### TO DO:
Report each line from the records where the string "sleeve" turns up.

(Entries taken from a collection)
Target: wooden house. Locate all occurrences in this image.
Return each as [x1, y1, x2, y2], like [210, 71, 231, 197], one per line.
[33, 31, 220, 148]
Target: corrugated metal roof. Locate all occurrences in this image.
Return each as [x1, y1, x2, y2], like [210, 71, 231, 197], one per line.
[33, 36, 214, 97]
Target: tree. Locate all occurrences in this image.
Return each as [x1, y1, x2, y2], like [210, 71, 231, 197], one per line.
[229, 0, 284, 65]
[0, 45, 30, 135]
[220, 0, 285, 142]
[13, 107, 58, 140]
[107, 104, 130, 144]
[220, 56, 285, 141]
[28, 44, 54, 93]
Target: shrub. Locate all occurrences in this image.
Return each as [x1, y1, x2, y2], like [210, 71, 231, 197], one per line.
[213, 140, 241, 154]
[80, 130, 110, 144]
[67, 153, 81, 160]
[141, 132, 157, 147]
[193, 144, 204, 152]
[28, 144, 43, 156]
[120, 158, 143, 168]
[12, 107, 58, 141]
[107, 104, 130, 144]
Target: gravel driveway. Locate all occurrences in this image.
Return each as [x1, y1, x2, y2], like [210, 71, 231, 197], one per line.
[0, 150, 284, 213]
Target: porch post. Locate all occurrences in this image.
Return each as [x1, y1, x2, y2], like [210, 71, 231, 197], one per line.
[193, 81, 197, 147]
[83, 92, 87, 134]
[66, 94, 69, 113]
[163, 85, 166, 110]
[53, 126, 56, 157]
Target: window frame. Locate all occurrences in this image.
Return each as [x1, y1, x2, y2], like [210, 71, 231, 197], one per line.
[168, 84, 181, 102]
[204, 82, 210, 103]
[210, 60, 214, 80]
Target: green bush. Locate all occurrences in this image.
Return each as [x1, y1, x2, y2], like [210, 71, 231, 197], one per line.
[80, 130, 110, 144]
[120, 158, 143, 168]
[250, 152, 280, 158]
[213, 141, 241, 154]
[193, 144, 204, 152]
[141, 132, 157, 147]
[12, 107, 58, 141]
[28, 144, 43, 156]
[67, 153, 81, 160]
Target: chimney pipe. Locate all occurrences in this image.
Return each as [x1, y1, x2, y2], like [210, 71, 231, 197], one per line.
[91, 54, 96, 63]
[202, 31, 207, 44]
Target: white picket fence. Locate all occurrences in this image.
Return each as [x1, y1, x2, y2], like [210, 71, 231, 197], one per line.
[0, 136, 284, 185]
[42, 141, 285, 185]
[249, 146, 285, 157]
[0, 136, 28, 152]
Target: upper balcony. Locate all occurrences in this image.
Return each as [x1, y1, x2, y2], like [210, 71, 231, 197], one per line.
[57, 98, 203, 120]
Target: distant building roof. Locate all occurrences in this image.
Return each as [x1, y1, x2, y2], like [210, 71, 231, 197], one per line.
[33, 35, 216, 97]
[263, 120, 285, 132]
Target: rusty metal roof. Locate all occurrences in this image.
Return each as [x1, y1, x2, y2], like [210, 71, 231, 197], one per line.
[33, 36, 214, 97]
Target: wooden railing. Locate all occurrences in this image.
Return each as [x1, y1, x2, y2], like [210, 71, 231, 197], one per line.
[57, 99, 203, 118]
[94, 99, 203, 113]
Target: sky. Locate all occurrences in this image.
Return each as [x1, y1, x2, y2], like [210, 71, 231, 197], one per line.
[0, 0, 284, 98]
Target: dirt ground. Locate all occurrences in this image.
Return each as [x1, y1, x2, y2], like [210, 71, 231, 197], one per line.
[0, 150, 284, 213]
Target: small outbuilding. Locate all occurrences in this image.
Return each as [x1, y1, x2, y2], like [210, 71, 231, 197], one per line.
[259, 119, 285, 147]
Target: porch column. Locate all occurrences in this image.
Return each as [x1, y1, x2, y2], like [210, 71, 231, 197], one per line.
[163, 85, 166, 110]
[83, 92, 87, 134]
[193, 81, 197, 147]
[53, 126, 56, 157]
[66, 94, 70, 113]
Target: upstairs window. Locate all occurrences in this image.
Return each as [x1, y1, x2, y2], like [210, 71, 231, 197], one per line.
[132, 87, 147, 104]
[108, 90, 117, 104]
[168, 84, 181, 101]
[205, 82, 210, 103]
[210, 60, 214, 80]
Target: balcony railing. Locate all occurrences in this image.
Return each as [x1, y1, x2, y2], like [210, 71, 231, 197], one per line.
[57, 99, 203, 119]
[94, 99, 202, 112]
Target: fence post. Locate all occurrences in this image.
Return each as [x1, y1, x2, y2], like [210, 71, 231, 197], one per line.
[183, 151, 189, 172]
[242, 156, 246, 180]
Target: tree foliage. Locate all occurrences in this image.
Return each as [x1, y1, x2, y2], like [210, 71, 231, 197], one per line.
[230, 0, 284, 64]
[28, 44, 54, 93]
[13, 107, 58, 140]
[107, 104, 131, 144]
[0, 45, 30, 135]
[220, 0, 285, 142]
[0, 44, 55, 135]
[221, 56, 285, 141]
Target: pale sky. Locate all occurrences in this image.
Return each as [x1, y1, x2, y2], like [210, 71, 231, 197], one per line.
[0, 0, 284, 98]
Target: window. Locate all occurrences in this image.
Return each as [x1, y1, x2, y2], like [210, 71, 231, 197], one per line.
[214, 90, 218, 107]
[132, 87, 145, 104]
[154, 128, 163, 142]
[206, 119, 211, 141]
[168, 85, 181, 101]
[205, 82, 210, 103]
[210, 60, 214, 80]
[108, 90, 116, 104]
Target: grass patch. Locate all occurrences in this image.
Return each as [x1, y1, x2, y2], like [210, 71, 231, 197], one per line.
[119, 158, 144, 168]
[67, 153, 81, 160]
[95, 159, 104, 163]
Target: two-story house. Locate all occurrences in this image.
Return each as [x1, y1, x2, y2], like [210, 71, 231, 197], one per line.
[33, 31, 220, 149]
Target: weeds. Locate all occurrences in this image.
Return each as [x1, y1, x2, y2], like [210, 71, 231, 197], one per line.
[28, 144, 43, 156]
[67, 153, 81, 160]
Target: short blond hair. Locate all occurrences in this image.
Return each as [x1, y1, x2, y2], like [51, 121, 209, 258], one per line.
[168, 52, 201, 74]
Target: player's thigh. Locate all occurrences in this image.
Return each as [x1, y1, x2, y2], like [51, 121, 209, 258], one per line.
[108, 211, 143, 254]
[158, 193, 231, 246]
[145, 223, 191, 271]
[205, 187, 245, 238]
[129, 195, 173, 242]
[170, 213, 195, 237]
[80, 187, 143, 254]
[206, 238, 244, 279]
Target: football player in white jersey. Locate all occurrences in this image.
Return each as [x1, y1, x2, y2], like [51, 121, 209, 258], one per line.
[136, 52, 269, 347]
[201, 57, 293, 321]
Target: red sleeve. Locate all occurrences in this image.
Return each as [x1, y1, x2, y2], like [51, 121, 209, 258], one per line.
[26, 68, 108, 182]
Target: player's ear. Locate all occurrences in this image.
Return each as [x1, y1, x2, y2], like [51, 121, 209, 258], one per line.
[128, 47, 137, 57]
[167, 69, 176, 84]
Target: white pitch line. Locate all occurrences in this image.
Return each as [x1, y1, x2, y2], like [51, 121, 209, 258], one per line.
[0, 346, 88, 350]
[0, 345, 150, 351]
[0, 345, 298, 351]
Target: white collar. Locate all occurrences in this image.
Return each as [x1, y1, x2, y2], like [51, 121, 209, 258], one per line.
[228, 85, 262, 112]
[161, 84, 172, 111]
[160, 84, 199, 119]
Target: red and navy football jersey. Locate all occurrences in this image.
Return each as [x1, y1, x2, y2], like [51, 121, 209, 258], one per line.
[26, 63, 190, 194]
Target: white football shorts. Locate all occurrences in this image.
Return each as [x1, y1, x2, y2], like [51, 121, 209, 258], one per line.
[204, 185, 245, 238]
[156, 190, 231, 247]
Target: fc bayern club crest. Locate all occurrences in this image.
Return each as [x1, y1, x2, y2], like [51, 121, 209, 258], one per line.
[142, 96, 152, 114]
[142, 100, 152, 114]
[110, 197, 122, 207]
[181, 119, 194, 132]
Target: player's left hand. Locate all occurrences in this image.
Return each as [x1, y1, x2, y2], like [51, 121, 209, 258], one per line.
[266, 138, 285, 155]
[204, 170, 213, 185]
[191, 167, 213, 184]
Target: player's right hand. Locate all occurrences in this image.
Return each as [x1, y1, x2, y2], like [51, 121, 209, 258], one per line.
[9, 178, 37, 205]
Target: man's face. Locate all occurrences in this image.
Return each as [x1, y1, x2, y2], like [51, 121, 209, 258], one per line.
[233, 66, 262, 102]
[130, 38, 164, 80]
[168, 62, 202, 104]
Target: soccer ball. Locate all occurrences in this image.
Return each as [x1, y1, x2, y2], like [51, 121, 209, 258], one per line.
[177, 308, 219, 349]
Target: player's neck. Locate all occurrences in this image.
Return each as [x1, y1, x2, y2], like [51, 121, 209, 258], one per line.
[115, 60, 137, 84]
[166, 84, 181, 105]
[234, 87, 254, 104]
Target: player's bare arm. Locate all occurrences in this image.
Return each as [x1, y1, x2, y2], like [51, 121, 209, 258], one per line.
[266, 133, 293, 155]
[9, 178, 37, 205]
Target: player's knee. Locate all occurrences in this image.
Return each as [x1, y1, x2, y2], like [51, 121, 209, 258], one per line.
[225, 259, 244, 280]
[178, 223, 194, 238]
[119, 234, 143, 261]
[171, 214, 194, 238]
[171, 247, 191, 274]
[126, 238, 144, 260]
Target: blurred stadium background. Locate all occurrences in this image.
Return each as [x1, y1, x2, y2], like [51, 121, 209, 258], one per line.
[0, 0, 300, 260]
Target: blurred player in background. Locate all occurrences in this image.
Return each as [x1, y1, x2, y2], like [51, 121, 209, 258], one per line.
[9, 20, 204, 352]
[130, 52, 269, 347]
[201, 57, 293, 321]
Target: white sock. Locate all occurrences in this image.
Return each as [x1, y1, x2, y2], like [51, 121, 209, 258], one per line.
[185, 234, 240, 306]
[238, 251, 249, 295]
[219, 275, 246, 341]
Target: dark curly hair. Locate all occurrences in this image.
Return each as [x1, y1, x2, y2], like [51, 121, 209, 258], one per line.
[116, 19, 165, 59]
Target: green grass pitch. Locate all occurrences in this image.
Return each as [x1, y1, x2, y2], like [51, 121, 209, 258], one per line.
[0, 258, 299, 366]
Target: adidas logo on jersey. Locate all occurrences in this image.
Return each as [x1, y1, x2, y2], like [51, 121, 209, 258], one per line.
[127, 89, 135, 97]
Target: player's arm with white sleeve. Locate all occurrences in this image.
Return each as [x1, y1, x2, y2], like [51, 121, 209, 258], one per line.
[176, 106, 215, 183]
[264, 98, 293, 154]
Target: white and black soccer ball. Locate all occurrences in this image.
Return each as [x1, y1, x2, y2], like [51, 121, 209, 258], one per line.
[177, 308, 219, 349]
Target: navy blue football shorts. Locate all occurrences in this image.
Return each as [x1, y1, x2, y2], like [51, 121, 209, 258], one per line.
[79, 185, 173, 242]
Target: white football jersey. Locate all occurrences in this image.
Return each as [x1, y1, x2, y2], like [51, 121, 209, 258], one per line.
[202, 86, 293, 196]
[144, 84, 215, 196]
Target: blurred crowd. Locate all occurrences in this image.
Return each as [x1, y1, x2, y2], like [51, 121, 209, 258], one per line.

### ANSWER SECTION:
Target: red sleeve. Locate all occurrences in this image.
Target: player's arm with white sleeve. Locate all occurrences in this image.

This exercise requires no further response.